Suruç'ta Kobani'ye yardım götürmek isteyen 33 kişinin can vermesiyle sonuçlanan saldırıya yönelik soruşturma dosyasında fezleke ve otopsi raporundan başka evrak olmadığı ileri sürüldü.
Abone olSuruç’ta, canlı bomba saldırısında can veren 33 kişinin aileleri adına bugün avukatlar Şanlıurfa Cumhuriyet Başsavcılığı’na dilekçe sundu. Dilekçede, dosya üzerindeki kısıtlama kararı ve yayın yasağının kaldırılması, saldırgan Şeyh Abdurrahman Alagöz’ün örgütsel bağlarının araştırılması, bu örgütlenmenin yurt içindeki bağlantılarının soruşturulması talep edildi.
Radikal'den İsmail Saymaz'ın haberine göre dilekçede, Suruç ve Diyarbakır’daki bombalı saldırı faillerinin birbirleriyle bağlantılı oldukları, bu kişilerin MİT’in bilgisi dahilinde yurtdışına çıktıkları ileri sürülerek, “Bombacı failin nasıl oraya geldiği, aranan kişilerden olduğu halde ve geniş güvenlik önlemi olduğu halde nasıl yakalanmadığı, eylemin başkaca faillerinin olup olmadığı sorularını bu veriler ışığında somut duruma sormalı ve gerekçelere dayanan somut yanıtlar vermelidir” denildi. Dilekçede, SGDF’li grubun ilçeye gelmesinden günler önce grup adına iki kişinin Emniyet ve idari birimlerle temasa geçtiği, buna rağmen bombalı saldırı sırasında kültür merkezi çevresinde hiçbir güvenlik önleminin olmadığı ifade edildi. Ayrıca dosyada fezleke ve otopsi raporundan başka evrak olmadığı ileri sürüldü. Savcılık, avukatlara “bombacının bağlantılarını araştırdığını, diğer IŞİD soruşturmaları kapsamında bu kişinin bir bağlantısının olup olmadığına ilişkin yazılar yazdığını” söyledi.
‘PATLAMADAN ÖNCE HİÇBİR GÜVENLİK ÖNLEMİ YOKTU’
Dilekçede, SGDF’den iki kişinin patlamadan günler önce Şanlıurfa ve Suruç’a gelip emniyet yetkilileriyle görüştükleri belirtilerek, “Bu olayın yaşandığı güne kadar SGDF adına Cebrail Günebakan, Suruç’ta kalarak görüşmeleri sürdürmüştür. Yine DBP ve HDP yöneticileri kaymakamlıkla temas halindedir. Şanlıurfa ve Suruç emniyet müdürlükleri, jandarma, kaymakamlık ve diğer idari kurumlar SGDF’lilerin hareket planlarının ayrıntılarına bütünüyle hakimdir” denildi. İlçeye girişte aranan ve GBT kontrolü yapılan SGDF’lilerin Amara Kültür Merkezi’ne yerleştikleri, Kobani’ye geçiş için kaymakamlıkla görüşme ve izin işlemlerinin beklendiği sırada basın çalışanlarını bilgilendirmeye dönük bir açıklama yapıldığı kaydedildi. Olay yerindeki SGDF’lilerin beyanına göre bu aşamada kültür merkezi içinde, önünde veya etrafında herhangi bir güvenlik önlemi yoktu.

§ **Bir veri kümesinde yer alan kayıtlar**
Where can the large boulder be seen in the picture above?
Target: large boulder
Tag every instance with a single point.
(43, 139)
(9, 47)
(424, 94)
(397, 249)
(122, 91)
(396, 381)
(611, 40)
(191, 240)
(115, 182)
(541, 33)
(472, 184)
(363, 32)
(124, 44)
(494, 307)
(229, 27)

§ **Görev listesi**
a – Suruç saldırısıyla ilgili haberde, avukatlar aileler adına dilekçeyi hangi kuruma sundu?
b – Suruç saldırısıyla ilgili haberden "Suruç'ta Kobani'ye yardım" sözleriyle başlayıp "soruşturulması talep edildi." sözlerine kadar, bu sözler de dahil olmak üzere, uzanan bölümü alıntılayın.

§ **Görev bazında sonuçlar**
a – Şanlıurfa Cumhuriyet Başsavcılığı'na.

b –
Suruç'ta Kobani'ye yardım götürmek isteyen 33 kişinin can vermesiyle sonuçlanan saldırıya yönelik soruşturma dosyasında fezleke ve otopsi raporundan başka evrak olmadığı ileri sürüldü.
Abone olSuruç’ta, canlı bomba saldırısında can veren 33 kişinin aileleri adına bugün avukatlar Şanlıurfa Cumhuriyet Başsavcılığı’na dilekçe sundu. Dilekçede, dosya üzerindeki kısıtlama kararı ve yayın yasağının kaldırılması, saldırgan Şeyh Abdurrahman Alagöz’ün örgütsel bağlarının araştırılması, bu örgütlenmenin yurt içindeki bağlantılarının soruşturulması talep edildi.